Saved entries
## BEGIN

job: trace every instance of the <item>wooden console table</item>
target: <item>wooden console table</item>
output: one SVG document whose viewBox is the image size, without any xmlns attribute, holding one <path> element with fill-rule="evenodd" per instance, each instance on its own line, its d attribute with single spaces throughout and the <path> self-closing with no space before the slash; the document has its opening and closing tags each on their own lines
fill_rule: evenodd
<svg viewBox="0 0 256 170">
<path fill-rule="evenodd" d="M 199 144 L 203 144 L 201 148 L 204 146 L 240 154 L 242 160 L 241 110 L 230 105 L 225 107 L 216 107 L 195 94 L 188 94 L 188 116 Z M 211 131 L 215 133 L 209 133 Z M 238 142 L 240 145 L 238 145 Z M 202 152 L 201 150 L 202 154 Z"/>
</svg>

## END

* [Exercise prompt] Reproduce each line of the listing above without any changes.

* [Exercise response]
job: trace every instance of the <item>wooden console table</item>
target: <item>wooden console table</item>
output: one SVG document whose viewBox is the image size, without any xmlns attribute, holding one <path> element with fill-rule="evenodd" per instance, each instance on its own line, its d attribute with single spaces throughout and the <path> self-closing with no space before the slash; the document has its opening and closing tags each on their own lines
fill_rule: evenodd
<svg viewBox="0 0 256 170">
<path fill-rule="evenodd" d="M 199 144 L 203 144 L 201 148 L 204 146 L 240 154 L 242 160 L 241 110 L 230 105 L 225 107 L 216 107 L 195 94 L 188 94 L 188 116 Z M 211 131 L 215 133 L 209 133 Z M 238 142 L 240 145 L 238 145 Z M 202 152 L 201 150 L 202 154 Z"/>
</svg>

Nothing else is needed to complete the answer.